▶ _Exercise instructions_: Please give the listing below as a numbered list of its lines, beginning at its first line and stopping after the line that contains "[12,12,60,40]". Omit blank lines and pictures.

Data lines:
================

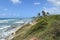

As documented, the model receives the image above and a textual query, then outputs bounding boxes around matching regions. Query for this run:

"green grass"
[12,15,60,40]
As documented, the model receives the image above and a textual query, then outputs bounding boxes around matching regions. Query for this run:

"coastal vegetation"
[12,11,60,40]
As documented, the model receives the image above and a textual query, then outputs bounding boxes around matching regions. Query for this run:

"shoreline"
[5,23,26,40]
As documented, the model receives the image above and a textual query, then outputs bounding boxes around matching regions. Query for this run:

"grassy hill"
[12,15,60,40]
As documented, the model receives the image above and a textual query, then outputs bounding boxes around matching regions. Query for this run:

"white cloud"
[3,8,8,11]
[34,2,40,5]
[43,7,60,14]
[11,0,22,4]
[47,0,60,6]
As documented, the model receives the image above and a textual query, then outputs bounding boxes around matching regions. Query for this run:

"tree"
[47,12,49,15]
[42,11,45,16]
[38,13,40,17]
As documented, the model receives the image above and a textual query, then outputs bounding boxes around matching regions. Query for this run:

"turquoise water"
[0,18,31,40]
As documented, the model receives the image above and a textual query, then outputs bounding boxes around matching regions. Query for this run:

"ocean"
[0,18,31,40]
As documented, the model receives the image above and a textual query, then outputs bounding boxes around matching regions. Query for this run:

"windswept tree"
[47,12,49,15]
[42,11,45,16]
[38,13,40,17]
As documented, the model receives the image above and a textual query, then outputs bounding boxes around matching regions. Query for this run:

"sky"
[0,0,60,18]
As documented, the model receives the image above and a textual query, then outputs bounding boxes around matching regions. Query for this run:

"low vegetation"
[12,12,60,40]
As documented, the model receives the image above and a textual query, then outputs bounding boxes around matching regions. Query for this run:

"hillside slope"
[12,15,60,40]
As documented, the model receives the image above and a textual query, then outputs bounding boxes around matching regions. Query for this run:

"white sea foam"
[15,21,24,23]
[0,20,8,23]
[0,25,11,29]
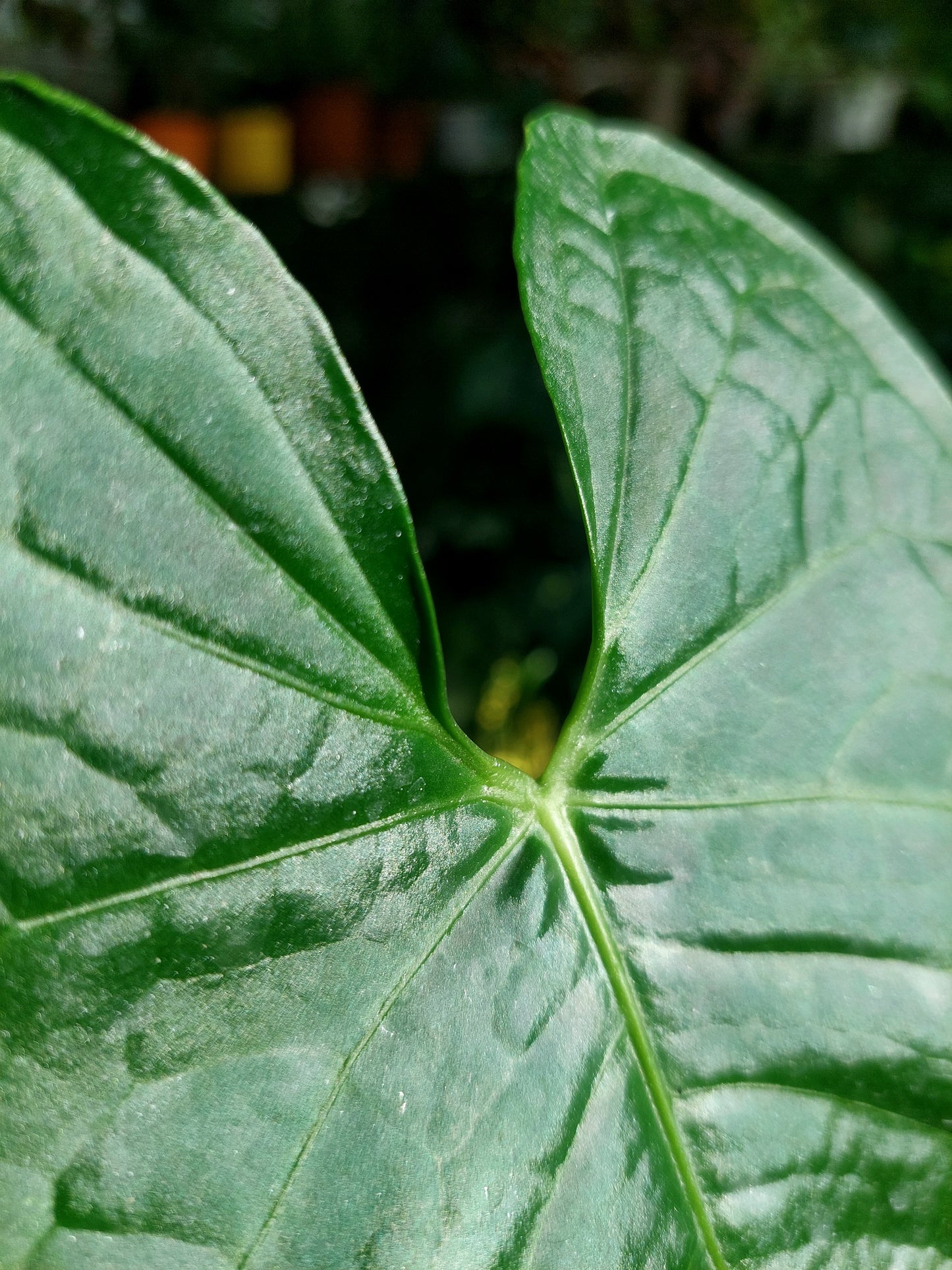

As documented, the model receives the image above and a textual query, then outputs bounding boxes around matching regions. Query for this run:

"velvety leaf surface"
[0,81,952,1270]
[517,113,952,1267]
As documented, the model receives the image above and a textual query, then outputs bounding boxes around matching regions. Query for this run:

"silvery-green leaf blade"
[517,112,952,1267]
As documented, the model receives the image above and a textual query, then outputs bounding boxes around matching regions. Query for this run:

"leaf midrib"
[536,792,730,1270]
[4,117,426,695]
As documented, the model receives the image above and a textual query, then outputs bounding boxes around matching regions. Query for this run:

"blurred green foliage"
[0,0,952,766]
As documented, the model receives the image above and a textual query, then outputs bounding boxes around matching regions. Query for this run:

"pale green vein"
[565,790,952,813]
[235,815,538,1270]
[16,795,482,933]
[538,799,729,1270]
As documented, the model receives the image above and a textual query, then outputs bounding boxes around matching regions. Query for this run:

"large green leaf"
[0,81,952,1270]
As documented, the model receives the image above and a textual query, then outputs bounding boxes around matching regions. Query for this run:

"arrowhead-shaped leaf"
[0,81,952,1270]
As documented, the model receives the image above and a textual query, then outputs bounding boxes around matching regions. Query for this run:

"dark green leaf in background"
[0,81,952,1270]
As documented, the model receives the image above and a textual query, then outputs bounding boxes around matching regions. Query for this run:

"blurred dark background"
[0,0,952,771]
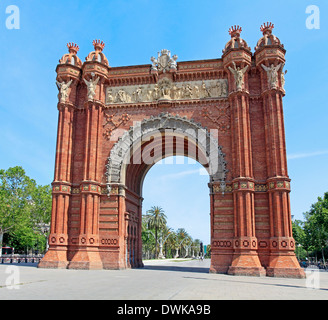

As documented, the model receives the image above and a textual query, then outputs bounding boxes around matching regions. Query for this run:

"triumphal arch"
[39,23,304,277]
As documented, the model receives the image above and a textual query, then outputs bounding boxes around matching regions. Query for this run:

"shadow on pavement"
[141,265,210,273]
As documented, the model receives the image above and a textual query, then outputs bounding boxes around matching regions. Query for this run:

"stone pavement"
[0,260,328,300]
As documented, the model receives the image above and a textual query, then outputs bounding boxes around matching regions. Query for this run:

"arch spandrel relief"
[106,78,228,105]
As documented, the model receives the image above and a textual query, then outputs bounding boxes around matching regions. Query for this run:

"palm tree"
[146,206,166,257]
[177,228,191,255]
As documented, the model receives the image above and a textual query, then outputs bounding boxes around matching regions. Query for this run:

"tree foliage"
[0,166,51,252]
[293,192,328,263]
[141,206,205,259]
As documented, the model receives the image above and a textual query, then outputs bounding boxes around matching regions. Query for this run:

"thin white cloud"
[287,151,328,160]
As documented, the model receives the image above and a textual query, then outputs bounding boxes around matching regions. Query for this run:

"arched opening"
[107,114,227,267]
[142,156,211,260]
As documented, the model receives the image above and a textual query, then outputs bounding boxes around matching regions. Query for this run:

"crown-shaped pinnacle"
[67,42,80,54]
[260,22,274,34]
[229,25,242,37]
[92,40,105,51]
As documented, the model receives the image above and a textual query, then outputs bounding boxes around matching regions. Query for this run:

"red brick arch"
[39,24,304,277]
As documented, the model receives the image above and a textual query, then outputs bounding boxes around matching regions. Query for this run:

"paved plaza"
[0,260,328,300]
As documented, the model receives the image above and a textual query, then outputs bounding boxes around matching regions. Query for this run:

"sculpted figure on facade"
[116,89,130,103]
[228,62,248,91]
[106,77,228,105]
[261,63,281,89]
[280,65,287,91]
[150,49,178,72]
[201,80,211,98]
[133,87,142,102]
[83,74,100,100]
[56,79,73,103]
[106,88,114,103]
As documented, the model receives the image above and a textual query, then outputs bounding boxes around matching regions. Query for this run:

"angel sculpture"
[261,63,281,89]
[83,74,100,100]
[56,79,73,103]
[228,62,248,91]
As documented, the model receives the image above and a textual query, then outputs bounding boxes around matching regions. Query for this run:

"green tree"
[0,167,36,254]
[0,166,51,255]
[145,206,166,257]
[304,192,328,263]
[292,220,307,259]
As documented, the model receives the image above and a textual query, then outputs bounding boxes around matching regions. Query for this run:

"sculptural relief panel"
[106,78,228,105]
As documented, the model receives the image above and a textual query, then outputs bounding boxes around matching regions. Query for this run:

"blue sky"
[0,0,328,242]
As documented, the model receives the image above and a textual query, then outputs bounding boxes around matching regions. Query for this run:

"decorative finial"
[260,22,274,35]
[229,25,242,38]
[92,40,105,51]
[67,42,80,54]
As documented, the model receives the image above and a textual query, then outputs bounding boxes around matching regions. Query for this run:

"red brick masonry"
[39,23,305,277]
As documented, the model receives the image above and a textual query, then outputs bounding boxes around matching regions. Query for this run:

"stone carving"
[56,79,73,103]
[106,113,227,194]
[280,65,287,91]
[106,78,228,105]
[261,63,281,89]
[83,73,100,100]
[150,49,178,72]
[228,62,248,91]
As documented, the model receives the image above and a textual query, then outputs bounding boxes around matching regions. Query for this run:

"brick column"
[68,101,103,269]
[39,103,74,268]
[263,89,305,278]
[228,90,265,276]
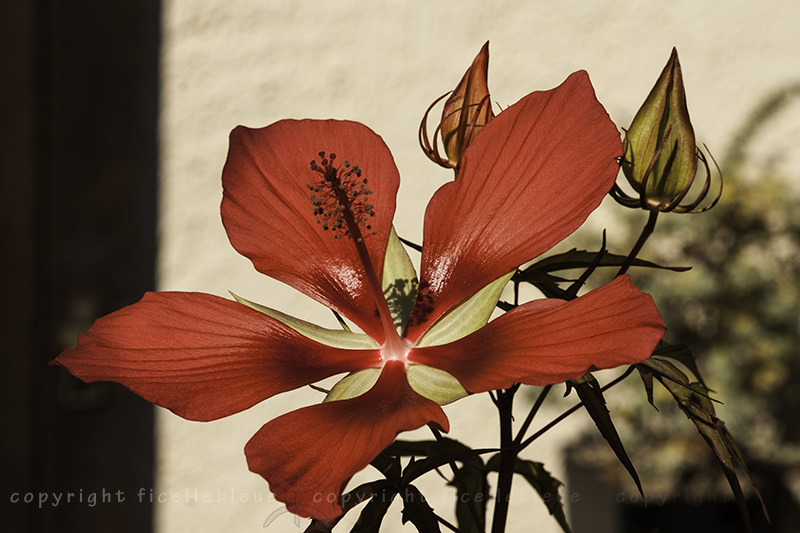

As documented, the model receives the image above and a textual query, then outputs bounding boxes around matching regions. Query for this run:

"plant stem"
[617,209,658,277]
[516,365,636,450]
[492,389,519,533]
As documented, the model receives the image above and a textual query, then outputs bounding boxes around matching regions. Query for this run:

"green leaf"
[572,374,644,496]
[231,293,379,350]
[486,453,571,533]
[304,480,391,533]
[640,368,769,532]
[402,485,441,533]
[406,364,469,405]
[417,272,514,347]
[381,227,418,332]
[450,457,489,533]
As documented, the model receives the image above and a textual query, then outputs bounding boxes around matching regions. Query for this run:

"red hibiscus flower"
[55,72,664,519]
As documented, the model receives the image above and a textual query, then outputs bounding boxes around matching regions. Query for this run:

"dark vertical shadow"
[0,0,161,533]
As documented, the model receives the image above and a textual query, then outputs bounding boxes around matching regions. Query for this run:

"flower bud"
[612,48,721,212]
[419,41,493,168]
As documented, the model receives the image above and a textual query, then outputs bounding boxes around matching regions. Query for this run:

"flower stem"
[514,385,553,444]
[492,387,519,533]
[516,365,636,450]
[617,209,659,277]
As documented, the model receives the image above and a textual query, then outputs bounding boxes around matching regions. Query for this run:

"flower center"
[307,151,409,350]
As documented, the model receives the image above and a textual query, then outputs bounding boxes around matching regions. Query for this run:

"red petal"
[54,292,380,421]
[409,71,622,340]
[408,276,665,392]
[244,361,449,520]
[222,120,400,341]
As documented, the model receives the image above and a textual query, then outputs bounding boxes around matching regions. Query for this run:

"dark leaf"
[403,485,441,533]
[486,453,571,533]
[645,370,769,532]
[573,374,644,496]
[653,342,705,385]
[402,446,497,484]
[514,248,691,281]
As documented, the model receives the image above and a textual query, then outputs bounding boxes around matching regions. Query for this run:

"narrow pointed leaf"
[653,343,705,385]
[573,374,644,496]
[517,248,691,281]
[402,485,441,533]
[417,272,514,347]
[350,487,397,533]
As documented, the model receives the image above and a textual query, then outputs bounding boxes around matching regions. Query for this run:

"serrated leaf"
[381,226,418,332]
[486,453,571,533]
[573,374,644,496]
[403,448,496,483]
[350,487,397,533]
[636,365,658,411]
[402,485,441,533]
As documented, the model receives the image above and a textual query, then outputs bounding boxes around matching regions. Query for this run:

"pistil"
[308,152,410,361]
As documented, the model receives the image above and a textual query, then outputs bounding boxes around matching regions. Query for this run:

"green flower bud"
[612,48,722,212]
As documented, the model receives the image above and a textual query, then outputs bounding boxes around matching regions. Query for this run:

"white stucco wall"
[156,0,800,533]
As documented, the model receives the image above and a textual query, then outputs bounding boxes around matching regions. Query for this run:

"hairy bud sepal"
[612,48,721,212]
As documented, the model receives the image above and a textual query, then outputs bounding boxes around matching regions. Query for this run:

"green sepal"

================

▶ _Output for this task_:
1. As documented, the model receives the image above and a textual query, then outputs bounding boxes around matching regions. Query for this run:
2. "green grass"
3. [12,15,60,40]
4. As documented, the model receives the image above and a textual query, then outputs bounding boxes around matching regions. Query for this run:
5. "coastal vegetation"
6. [12,11,60,40]
7. As documented, the model receives the image above and a textual query, then outputs bounding boxes around matching regions. Query for this run:
8. "shoreline"
9. [5,23,26,40]
10. As documented, the model receives the image above and a textual query, then outputs bounding boxes around matching regions. Query for this run:
11. "grassy hill"
12. [12,15,60,40]
13. As documented, the model receives the image above and a textual query, then outputs bounding boxes around matching regions. Query for this run:
14. "white cloud"
15. [3,8,8,11]
16. [34,2,40,5]
17. [43,7,60,14]
18. [11,0,22,4]
19. [47,0,60,6]
20. As documented, the model receives the image above and a textual query, then outputs bounding boxes around matching regions. Query for this run:
21. "tree"
22. [47,12,49,15]
23. [42,11,45,16]
24. [38,13,40,17]
25. As documented, the model receives the image above and a textual query, then outputs bounding boxes around matching regions. Query for this run:
26. "turquoise water"
27. [0,18,31,40]
28. As documented, the model receives the image above and a textual query, then outputs bounding boxes around matching regions. Query for this run:
29. "ocean"
30. [0,18,31,40]
31. As documented, the model receives the image above and a textual query, then outputs bounding boxes around matching regions. Query for this run:
32. "windswept tree"
33. [47,12,49,15]
34. [42,11,45,16]
35. [38,13,40,17]
36. As documented, the model receives the image above and a textual query, then outputs bounding boxes around matching regions. Query for this run:
37. "sky"
38. [0,0,60,18]
39. As documented, the model receives the image above and a textual query, then outputs bounding boxes around matching regions. Query for this run:
40. "low vegetation"
41. [12,12,60,40]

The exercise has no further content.